> Work instructions
A. In the hyperbola passage, what formula gives the distance c?
B. Pick up the passage on hyperbolas right after its last line and keep writing in the same style.

> Selected passage
## Begin
These are the key concepts you need to understand to accurately answer the question.

Foci of a Hyperbola
The foci of a hyperbola are special points that help capture its unique geometry. Hyperbolas are like inverted curves, and the foci are central to their formation. Understanding focus points is crucial because they are used to describe the hyperbola's shape and orientation.
To find the foci of a hyperbola like \[\frac{x^{2}}{9}-\frac{y^{2}}{1}=1\], follow these steps:
  • Identify the values of \(a\) and \(b\). In a hyperbola equation \(\frac{x^2}{a^2} - \frac{y^2}{b^2} = 1\), the denominators tell you \(a^2\) and \(b^2\).
  • Compute the distance \(c\) using \(c = \sqrt{a^2 + b^2}\).
  • For horizontal hyperbolas, the foci are at \((\pm c, 0)\); for vertical, it's \((0, \pm c)\).
In our example, the calculation \(c = \sqrt{10}\) places the foci at \((\pm \sqrt{10}, 0)\). These points show where the hyperbola's branches curve around.
Equation of a Hyperbola
The equation of a hyperbola is a crucial concept when it comes to graphing and understanding this unique curve. Hyperbolas have two standard forms:
\[\frac{x^2}{a^2} - \frac{y^2}{b^2} = 1\] puts its transverse axis on the x-axis, while
\[\frac{y^2}{a^2} - \frac{x^2}{b^2} = 1\] places it on the y-axis.
In either form, \(a\) and \(b\) come from the denominators, and they determine the shape and size of the hyperbola:
  • \(a\) corresponds to the distance from the center to the vertices along the transverse axis.
## End
(Records from a data source)
## Begin
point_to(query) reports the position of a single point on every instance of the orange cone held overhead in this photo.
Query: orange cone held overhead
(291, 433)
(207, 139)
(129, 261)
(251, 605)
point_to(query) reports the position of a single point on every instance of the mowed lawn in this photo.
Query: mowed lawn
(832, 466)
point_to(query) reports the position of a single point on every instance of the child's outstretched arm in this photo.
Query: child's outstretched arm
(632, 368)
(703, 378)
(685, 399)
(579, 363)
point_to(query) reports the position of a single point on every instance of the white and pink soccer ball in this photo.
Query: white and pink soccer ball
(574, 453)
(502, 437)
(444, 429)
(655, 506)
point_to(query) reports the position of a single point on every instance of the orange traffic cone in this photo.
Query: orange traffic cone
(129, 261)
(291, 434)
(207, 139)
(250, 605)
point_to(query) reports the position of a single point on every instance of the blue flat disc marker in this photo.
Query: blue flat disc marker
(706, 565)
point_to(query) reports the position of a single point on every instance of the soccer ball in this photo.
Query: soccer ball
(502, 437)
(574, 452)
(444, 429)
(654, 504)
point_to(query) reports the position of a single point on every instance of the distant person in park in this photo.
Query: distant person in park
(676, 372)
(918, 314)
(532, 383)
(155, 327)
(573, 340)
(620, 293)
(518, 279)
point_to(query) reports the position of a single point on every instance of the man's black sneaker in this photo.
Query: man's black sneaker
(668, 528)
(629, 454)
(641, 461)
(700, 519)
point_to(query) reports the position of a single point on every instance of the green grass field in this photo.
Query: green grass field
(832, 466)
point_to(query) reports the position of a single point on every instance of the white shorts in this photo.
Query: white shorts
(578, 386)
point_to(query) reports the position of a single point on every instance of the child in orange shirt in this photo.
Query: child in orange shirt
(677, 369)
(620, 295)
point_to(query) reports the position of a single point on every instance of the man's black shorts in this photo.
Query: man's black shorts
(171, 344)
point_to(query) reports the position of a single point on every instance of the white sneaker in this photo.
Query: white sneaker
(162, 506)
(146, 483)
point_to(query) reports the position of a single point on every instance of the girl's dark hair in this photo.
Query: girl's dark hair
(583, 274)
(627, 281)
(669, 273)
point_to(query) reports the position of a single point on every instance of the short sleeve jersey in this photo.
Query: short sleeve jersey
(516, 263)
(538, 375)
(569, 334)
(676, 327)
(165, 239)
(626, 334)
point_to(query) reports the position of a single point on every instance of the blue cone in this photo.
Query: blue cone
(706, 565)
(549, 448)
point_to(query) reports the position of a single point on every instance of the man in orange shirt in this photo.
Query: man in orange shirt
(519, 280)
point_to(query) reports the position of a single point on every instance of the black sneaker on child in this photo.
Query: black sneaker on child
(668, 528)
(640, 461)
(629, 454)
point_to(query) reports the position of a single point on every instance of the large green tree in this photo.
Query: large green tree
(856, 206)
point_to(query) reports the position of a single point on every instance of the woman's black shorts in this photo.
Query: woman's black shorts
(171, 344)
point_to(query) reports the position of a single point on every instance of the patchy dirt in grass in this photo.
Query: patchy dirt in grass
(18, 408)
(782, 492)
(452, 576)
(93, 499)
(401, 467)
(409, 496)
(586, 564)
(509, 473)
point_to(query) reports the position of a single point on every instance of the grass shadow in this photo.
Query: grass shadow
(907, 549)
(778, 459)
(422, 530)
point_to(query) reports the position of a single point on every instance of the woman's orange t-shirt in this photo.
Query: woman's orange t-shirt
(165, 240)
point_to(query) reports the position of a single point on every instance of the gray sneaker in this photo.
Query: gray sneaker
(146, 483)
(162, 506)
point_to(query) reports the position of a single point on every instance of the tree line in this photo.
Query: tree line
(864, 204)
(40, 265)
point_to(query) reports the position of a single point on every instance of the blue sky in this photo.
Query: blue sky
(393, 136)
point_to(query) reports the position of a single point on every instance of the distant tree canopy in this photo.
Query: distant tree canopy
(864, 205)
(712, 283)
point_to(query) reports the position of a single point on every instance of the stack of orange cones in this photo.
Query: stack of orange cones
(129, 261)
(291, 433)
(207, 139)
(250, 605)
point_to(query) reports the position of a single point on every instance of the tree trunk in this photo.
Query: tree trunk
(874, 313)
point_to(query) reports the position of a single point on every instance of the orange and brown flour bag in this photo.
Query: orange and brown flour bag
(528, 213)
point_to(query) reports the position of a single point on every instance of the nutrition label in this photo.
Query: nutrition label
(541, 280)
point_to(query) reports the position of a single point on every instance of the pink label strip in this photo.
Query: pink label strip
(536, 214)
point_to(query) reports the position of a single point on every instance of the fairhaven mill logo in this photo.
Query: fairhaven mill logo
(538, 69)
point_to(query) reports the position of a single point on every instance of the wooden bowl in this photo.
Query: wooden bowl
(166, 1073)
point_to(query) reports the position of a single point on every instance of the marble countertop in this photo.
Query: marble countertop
## End
> Task results
A. c = √(a² + b²)

B.
  • \(b\) relates to the conjugate axis, influencing the slope of the asymptotes.
For instance, in \(\frac{x^{2}}{9}-\frac{y^{2}}{1}=1\), \(a=3\) and \(b=1\). These define the vertices and the shape of the curve.
Graphing Hyperbolas
Graphing a hyperbola involves several steps, mainly focusing on understanding its axes and asymptotes. Begin with the hyperbola's equation, such as \(\frac{x^{2}}{9}-\frac{y^{2}}{1}=1\). From here:
  • Identify \(a\) and \(b\) to set up the vertices and define the axes length.
  • Plot the center at the origin, as it is centered there in this standard form.
  • Determine the vertices, at \((\pm 3, 0)\) in this example, since \(a=3\).
Asymptotes are crucial for the sketch, calculated directly as the lines \(y=\pm \frac{b}{a}x\) or, in our example, \(y=\pm \frac{1}{3}x\). These guide where the curvature approaches infinity.
With these lines and points plotted, you can sketch the two branches of the hyperbola, ensuring they approach the asymptotes but never touch them.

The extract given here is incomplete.